═════ Given passage ═════

In some embodiments, the outer surface of the protrusion defines a first cross-sectional width W1 (see FIG. 7), the inner surface of the sheath defines a second cross-sectional width W2 (see FIG. 7), and the inner surface of the sheath along the recess 402 defines a third cross-sectional width W3 (see FIG. 7). In some aspects of the present disclosure, the first cross-sectional width W1 is approximately equal to or greater than the second cross-sectional width W2 of the sheath. In some aspects, the first cross-sectional width W1 is between the second cross-sectional width W2 and the third cross-sectional width W3. In some embodiments, the first cross-sectional width W1 is approximately equal to the third cross-sectional width W3.

In some embodiments, the distal end portion 304 of the tubing connector 110 is configured to couple with the first end portion 306 of the spinning component 108 such that the male mating portion 320 of the tubing connector 110 is positioned within the fluid channel 316 of the spinning component 108. In some embodiments, the distal end portion 304 of the tubing connector 110 is configured to couple with the first end portion 306 of the spinning component 108 such that the protrusion 310 of the spinning component 108 fits within the recess 402 of the sheath 318. As noted above, in some embodiments, the distal end portion 304 of the tubing connector 110 is configured to couple with the first end portion 306 of the spinning component 108 such that the spinning component 108 is rotatable relative to the tubing connector 110. In some embodiments, the spinning component 108 and the tubing connector 110 couple together to form a luer lock.

═════ Study material ═════

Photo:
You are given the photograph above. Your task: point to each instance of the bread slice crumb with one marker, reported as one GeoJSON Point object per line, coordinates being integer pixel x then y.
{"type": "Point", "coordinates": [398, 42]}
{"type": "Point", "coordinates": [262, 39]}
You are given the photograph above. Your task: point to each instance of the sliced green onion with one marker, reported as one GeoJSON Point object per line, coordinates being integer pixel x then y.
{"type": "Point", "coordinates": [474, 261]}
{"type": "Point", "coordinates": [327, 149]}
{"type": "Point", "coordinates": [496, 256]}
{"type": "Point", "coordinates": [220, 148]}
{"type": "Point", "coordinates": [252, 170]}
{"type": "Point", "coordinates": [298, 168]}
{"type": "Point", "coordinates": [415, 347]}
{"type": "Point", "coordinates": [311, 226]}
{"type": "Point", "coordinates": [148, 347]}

═════

→ **Problem requirements**: Copy everything in the passage from "In some embodiments, the outer" down to "to the third cross-sectional width W3.", renaming "sheath" to "sleeve" wherever it appears.

→ **Task output**:
In some embodiments, the outer surface of the protrusion defines a first cross-sectional width W1 (see FIG. 7), the inner surface of the sleeve defines a second cross-sectional width W2 (see FIG. 7), and the inner surface of the sleeve along the recess 402 defines a third cross-sectional width W3 (see FIG. 7). In some aspects of the present disclosure, the first cross-sectional width W1 is approximately equal to or greater than the second cross-sectional width W2 of the sleeve. In some aspects, the first cross-sectional width W1 is between the second cross-sectional width W2 and the third cross-sectional width W3. In some embodiments, the first cross-sectional width W1 is approximately equal to the third cross-sectional width W3.